Directions ▸ From the rows below, keep only the lines that contain the string "beer". Copy each such line unchanged.

Dataset rows ▸
________________________
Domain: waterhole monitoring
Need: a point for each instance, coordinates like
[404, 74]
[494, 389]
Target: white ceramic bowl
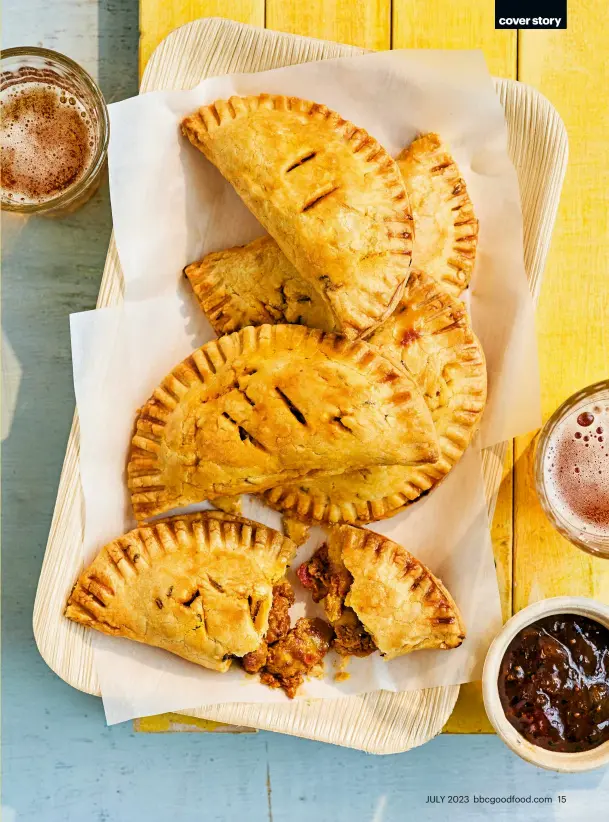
[551, 760]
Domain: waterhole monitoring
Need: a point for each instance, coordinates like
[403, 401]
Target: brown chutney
[554, 683]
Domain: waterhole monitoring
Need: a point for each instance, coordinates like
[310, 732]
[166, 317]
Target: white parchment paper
[170, 206]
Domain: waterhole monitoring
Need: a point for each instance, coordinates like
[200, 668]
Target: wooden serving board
[380, 722]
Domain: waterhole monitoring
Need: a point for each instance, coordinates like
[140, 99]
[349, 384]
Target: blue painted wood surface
[60, 762]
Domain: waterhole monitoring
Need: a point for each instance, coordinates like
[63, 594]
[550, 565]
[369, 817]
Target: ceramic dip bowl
[549, 759]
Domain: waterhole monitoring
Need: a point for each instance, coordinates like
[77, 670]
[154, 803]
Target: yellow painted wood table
[571, 69]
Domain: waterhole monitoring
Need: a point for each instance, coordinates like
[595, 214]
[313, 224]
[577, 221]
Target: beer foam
[47, 141]
[576, 469]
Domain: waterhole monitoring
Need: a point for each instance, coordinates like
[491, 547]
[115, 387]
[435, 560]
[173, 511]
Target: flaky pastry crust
[271, 404]
[325, 190]
[400, 603]
[446, 229]
[200, 586]
[430, 334]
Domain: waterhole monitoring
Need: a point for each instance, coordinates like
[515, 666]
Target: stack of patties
[345, 383]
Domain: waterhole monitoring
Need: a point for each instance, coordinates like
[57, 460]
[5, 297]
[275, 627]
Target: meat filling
[329, 581]
[287, 655]
[294, 656]
[279, 625]
[350, 636]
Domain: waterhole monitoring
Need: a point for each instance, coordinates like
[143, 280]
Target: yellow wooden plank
[176, 723]
[364, 23]
[445, 24]
[469, 716]
[570, 67]
[159, 17]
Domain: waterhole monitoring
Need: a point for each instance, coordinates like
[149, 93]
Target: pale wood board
[379, 722]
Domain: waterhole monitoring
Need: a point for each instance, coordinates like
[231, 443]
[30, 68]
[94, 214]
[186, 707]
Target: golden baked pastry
[446, 229]
[430, 334]
[297, 530]
[256, 284]
[382, 595]
[325, 190]
[271, 404]
[200, 586]
[230, 505]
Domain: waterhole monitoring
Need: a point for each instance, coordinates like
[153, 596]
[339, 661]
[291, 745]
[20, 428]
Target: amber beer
[572, 468]
[54, 129]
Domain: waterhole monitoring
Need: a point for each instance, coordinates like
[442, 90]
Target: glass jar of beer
[55, 130]
[572, 468]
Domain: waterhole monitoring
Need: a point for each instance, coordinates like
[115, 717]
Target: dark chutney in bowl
[554, 683]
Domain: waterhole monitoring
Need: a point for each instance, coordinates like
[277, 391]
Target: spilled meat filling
[287, 654]
[329, 580]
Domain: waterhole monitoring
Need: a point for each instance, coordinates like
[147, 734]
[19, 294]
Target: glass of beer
[572, 468]
[55, 130]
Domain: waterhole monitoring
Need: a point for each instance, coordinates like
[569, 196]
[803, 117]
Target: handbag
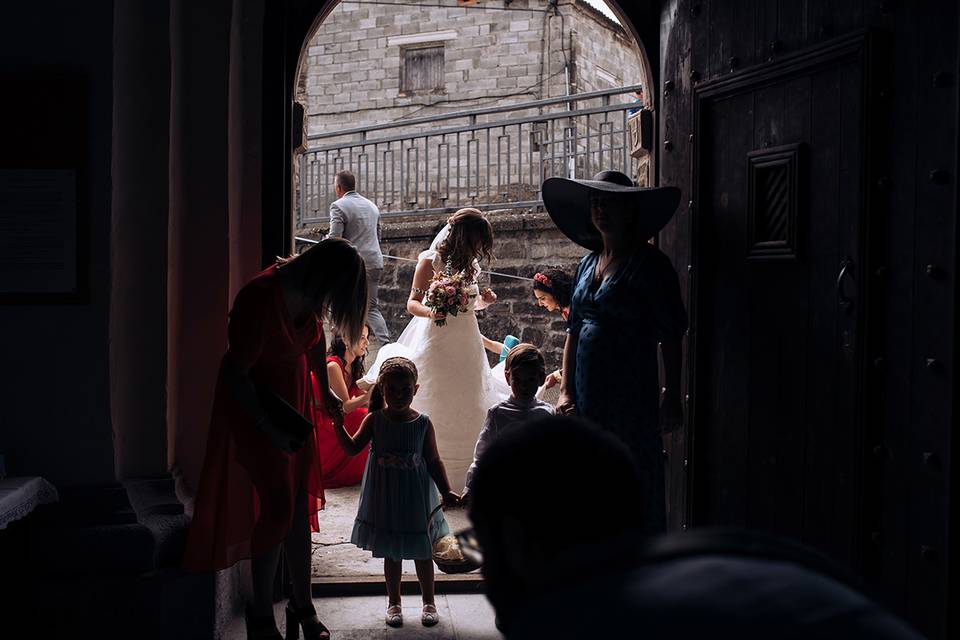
[447, 554]
[285, 418]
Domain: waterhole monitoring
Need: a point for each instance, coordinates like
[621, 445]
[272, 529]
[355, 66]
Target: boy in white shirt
[525, 372]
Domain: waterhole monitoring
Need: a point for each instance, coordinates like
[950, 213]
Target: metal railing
[488, 158]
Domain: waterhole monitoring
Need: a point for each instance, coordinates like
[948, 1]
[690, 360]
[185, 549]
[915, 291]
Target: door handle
[846, 273]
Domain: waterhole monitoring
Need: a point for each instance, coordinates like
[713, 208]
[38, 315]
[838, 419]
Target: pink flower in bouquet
[447, 294]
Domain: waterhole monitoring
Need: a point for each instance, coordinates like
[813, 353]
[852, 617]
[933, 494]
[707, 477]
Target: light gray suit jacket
[356, 219]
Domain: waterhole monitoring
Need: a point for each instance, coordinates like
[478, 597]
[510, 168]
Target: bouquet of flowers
[447, 294]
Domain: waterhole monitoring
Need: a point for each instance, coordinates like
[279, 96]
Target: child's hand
[565, 405]
[451, 499]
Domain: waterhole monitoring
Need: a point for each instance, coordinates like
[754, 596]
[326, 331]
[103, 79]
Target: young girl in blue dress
[400, 485]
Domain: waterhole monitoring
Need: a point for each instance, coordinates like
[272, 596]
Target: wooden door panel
[777, 443]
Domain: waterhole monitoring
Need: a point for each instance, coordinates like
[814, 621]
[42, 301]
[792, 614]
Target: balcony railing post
[558, 132]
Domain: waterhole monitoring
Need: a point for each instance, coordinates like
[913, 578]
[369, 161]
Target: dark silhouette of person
[567, 558]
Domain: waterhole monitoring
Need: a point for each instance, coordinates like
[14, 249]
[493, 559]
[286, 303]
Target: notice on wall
[38, 232]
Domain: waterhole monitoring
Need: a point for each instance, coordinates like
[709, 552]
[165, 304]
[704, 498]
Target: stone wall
[524, 243]
[351, 76]
[352, 66]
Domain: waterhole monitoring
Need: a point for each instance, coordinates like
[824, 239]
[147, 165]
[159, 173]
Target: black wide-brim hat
[568, 203]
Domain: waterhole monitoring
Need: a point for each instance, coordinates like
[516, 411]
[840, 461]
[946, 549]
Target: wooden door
[779, 297]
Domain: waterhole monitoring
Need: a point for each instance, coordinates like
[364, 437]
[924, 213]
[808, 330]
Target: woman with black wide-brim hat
[626, 300]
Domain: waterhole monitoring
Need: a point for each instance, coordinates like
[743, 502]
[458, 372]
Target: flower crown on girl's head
[544, 280]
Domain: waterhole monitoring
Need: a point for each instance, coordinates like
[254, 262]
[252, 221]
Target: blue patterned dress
[398, 494]
[619, 323]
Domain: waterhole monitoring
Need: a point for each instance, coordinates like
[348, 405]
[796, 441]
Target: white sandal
[429, 615]
[394, 616]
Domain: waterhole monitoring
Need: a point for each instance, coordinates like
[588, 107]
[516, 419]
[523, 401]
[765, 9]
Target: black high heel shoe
[264, 628]
[305, 618]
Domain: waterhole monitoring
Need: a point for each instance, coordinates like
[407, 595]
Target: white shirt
[501, 418]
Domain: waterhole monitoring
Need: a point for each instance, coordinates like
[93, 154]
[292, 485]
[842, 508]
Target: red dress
[339, 469]
[245, 500]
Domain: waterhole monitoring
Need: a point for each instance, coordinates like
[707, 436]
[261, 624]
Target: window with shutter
[422, 68]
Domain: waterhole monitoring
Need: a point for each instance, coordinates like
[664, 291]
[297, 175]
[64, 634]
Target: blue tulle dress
[398, 494]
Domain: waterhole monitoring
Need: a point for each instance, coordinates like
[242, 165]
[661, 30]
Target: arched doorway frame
[287, 28]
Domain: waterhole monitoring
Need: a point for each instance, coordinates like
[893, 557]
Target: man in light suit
[356, 219]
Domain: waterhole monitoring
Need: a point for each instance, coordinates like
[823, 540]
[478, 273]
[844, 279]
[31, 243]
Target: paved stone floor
[462, 617]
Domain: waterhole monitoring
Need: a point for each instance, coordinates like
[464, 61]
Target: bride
[457, 385]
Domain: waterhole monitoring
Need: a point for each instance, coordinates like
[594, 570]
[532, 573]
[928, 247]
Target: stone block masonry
[524, 242]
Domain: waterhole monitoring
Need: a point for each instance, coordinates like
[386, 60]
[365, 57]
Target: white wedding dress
[457, 385]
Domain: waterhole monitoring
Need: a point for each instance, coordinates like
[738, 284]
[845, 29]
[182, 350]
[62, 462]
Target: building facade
[371, 65]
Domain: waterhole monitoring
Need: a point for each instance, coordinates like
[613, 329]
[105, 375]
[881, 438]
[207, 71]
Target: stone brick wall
[351, 77]
[351, 71]
[524, 243]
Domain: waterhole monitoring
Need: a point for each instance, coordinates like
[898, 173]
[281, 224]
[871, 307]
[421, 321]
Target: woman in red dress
[256, 479]
[344, 370]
________________________
Expected answer ▸
Target: beer foam
Target: amber beer
Target: glass jar of beer
Target: glass of beer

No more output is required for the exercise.